Giurisprudenza - Edilizia ed urbanistica

Consiglio di Stato, sez. V, 28 maggio 2001, n. 2882, sulla legittimazione del possessore a chiedere la concessione edilizia
  
REPUBBLICA ITALIANA     
          IN NOME DEL POPOLO ITALIANO         
Il  Consiglio  di  Stato  in  sede  giurisdizionale   Quinta  Sezione           
ha pronunciato la seguente
DECISIONE
sul ricorso in appello n. 4930/95, proposto da SAPONE Antonio, rappresentato e difeso dagli avv.ti. Giovanni VERDE ed Elio STICCO ed elettivamente domiciliato in Roma, via Cola di Rienzo 149, presso Sergio FIDENZIO;
CONTRO
Il Comune di BELLONA, in persona del Sindaco p.t., costituitosi in giudizio, rappresentato e difeso dall’avv. Ciro CENTORE presso il quale elettivamente domicilia in Roma, via Sistina 123;
e
la PARROCCHIA di SAN SECONDINO di BELLONA, in persona del Parroco p.t., non costituitasi in giudizio;
per l’annullamento
della sentenza del TAR della Campania, sede di Napoli, Sez. V, 15 luglio 1994, n.321;
visto il ricorso in appello con i relativi allegati;
vista la memoria di costituzione in giudizio e resistenza del Comune di Bellona e la memoria prodotta dall’appellante a sostegno delle proprie difese;
visti gli atti tutti di causa;
relatore, alla pubblica udienza del 27 aprile 2001, il Cons. Paolo BUONVINO e uditi, per le parti, l’avv. ADRAGNA, per delega dell’avv. STICCO, per l’appellante e l’avv. LORIZIO, per delega dell’avv. CENTORE, per il Comune appellato.
Ritenuto e considerato, in fatto e in diritto, quanto segue:
F A T T O
1) - Con la sentenza appellata il TAR ha respinto il ricorso proposto dall’odierno appellante per l’annullamento dell’ordinanza sindacale recante autorizzazione al Parroco della Parrocchia di Bellona ad eseguire lavori di restauro dell’atrio della Cappella del Monte Rageto; erano anche impugnati la comunicazione del parere della Commissione edilizia del 28 dicembre 1992 e l’ordine di sospensione dei lavori di restauro richiesti dallo stesso originario ricorrente.

COSA FARE »
a - Riproduci fedelmente il passo della decisione del Consiglio di Stato che va da "Ritenuto e considerato, in" fino a "stesso originario ricorrente." compreso.
b - Rispondi a queste domande sulla decisione del Consiglio di Stato:
(i) Chi è stato il relatore alla pubblica udienza del 27 aprile 2001?
(ii) In quale indirizzo di Roma ha eletto domicilio il Comune di Bellona?
(iii) Quali lavori autorizzava l'ordinanza sindacale impugnata?
c - Scrivi il seguito della decisione del Consiglio di Stato, riprendendo subito dopo l'ultima frase riportata.

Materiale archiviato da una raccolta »
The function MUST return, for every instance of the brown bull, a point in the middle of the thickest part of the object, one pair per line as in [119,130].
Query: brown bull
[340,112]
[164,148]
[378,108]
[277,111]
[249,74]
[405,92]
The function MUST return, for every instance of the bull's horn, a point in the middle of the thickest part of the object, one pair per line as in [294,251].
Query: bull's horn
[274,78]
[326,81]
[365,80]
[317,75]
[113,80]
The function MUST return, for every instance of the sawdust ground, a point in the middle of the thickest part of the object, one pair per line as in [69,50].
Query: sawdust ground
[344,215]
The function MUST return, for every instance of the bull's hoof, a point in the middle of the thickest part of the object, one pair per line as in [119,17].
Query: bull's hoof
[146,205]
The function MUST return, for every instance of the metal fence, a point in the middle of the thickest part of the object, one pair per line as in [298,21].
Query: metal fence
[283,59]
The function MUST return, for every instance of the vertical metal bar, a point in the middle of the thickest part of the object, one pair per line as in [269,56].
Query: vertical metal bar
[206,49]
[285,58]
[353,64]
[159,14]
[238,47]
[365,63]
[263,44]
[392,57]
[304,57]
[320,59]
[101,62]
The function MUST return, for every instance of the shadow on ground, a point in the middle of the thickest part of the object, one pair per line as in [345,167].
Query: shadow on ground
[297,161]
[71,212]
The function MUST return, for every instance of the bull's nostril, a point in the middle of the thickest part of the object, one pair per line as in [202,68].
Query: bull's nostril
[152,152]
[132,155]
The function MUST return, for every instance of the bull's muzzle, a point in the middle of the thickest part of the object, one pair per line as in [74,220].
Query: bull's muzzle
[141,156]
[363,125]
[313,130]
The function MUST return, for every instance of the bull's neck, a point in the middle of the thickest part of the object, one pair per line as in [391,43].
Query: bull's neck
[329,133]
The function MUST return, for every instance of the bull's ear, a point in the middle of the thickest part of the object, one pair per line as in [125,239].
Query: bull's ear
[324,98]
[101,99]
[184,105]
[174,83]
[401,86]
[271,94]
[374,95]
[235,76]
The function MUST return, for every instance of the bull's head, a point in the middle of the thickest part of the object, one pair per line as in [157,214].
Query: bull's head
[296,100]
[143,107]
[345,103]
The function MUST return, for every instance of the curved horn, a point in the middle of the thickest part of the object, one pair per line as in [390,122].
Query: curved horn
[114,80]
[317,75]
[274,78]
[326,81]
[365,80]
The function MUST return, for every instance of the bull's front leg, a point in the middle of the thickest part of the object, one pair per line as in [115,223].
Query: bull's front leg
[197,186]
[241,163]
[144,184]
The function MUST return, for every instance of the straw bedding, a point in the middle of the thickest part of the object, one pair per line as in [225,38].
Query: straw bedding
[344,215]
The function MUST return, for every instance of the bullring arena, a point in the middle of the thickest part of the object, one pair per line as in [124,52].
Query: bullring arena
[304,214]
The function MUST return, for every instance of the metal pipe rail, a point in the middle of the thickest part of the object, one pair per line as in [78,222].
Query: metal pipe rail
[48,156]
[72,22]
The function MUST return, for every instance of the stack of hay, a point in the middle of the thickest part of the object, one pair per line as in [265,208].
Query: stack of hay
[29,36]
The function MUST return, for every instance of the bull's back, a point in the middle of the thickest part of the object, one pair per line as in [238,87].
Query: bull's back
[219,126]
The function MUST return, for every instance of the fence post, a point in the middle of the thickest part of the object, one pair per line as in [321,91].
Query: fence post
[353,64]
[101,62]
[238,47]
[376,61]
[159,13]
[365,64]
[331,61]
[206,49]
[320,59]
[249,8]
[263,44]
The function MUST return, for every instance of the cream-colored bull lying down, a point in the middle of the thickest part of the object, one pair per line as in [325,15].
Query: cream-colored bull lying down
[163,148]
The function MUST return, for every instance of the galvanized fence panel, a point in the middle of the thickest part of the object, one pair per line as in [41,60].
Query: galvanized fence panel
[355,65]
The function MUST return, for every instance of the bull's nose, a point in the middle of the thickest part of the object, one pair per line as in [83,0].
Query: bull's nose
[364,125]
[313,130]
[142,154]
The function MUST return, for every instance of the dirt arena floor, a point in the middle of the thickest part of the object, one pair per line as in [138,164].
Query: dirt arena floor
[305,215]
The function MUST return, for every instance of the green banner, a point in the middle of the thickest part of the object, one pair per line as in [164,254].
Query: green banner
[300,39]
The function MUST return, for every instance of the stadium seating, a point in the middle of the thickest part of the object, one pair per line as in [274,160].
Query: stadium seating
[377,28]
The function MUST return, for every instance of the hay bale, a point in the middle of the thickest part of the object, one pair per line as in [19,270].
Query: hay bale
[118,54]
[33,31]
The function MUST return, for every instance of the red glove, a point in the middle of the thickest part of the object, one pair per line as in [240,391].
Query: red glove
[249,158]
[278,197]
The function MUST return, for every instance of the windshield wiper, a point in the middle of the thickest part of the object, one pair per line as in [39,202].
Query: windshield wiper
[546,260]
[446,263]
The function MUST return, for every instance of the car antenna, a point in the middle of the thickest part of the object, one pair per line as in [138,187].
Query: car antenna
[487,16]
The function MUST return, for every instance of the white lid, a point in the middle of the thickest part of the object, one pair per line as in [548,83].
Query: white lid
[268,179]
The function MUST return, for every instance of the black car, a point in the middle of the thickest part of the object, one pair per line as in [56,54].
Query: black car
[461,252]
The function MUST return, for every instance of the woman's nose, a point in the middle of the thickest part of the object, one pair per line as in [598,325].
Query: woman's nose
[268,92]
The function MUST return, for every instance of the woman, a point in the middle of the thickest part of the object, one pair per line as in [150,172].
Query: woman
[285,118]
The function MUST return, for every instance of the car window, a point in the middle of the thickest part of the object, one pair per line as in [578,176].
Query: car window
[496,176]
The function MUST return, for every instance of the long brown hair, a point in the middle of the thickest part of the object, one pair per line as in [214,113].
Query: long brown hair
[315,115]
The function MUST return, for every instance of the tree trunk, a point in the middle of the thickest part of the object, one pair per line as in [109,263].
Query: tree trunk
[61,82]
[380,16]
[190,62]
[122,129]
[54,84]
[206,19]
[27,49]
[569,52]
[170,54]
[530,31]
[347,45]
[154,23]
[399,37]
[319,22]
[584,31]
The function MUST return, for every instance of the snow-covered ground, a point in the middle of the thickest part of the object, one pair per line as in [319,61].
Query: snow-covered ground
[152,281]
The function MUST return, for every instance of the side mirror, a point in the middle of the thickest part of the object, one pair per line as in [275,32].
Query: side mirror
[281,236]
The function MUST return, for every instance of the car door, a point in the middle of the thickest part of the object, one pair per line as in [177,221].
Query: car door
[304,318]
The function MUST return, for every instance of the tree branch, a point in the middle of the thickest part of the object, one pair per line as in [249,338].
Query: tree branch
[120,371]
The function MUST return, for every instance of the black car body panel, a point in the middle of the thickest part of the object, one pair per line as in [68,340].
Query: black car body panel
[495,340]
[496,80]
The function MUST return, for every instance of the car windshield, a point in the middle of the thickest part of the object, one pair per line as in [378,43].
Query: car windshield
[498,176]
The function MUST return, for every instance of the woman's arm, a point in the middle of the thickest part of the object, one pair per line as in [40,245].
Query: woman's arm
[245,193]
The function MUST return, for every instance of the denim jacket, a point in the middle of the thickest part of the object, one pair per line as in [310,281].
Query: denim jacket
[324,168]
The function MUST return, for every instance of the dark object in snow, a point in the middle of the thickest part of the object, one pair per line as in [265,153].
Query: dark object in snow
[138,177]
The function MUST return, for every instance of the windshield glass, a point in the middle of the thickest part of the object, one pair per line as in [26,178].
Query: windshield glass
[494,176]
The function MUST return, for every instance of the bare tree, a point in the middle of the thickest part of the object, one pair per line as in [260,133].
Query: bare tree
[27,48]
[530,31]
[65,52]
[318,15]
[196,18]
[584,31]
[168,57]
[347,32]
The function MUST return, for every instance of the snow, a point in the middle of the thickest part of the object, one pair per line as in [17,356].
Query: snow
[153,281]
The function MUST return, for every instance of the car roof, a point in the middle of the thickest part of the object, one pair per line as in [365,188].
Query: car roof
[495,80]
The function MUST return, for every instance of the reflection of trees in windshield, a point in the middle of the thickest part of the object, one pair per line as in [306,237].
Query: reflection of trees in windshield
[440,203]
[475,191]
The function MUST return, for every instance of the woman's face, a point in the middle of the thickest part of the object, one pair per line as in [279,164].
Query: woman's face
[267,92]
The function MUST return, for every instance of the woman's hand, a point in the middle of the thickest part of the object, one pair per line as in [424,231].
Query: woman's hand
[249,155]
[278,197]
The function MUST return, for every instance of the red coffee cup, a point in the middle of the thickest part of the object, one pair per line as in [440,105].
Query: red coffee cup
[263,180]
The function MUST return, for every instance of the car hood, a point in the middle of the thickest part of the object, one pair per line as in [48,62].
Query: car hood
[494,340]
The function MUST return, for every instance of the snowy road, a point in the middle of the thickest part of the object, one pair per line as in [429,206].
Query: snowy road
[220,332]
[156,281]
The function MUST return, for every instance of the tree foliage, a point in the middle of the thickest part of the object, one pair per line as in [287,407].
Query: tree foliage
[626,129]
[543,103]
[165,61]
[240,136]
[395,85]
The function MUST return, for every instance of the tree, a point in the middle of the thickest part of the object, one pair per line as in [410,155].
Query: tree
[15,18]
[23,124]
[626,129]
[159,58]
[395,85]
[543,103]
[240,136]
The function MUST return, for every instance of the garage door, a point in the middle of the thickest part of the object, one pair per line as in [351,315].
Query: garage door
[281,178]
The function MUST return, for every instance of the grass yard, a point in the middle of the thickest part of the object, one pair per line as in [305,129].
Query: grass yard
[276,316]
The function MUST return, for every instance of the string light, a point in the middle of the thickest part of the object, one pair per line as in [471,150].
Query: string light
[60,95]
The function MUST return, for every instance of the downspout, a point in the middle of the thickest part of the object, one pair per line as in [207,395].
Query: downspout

RISPOSTE »
a -
Ritenuto e considerato, in fatto e in diritto, quanto segue:
F A T T O
1) - Con la sentenza appellata il TAR ha respinto il ricorso proposto dall’odierno appellante per l’annullamento dell’ordinanza sindacale recante autorizzazione al Parroco della Parrocchia di Bellona ad eseguire lavori di restauro dell’atrio della Cappella del Monte Rageto; erano anche impugnati la comunicazione del parere della Commissione edilizia del 28 dicembre 1992 e l’ordine di sospensione dei lavori di restauro richiesti dallo stesso originario ricorrente.

b -
(i) Il Cons. Paolo Buonvino.
(ii) In via Sistina 123, presso l'avv. Ciro Centore.
(iii) Lavori di restauro dell'atrio della Cappella del Monte Rageto.

c -
2) - Con il ricorso di primo grado l’odierno appellante, che nel 1990 aveva acquistato da un terzo, il sig. Chiari, tra gli altri beni immobili, anche l’atrio di cui si discute, deduceva:
 - che la sentenza pretorile di “reintegra in possesso” in capo, tra gli altri, all’intimata Parrocchia, costituente presupposto dei provvedimenti impugnati, non avrebbe fatto stato nei suoi confronti, essendo stata resa solo nei riguardi del suo dante causa;
 - che il medesimo ricorrente, proprietario dei beni di cui si discute, sarebbe stato nel legittimo possesso del bene;
 - che, comunque, l’accordata tutela possessoria non sarebbe stata tale da legittimare il rilascio del contestato titolo autorizzatorio a favore di soggetto non proprietario, ma semplice possessore;
 - che dall’illegittimità del provvedimento autorizzatorio sarebbe discesa anche l’illeggittimità del diniego edificatorio opposto dal Sindaco al medesimo;
 - che il Comune di Bellona avrebbe dichiarato un proprio interesse, assumendo di essere esso stesso possessore e proprietario dell’atrio e, quindi, non avrebbe potuto, in tale situazione, adottare un provvedimento in proprio favore;
 - che il Comune neppure avrebbe considerato che il fabbricato era di proprietà dello stesso sig. Sapone;
 - che solo l’atrio della cappella sarebbe ricaduto in Comune di Bellona, sicché illegittimamente il provvedimento impugnato avrebbe investito anche beni – la cappella – ricadenti nel territorio del finitimo Comune di Pontelatone;
 - che il bene oggetto dei provvedimenti impugnati sarebbe stato sottoposto a vincolo storico/artistico necessitando, di conseguenza, ai fini della realizzazione dei lavori autorizzati di cui si tratta, della preventiva autorizzazione soprintendentizia.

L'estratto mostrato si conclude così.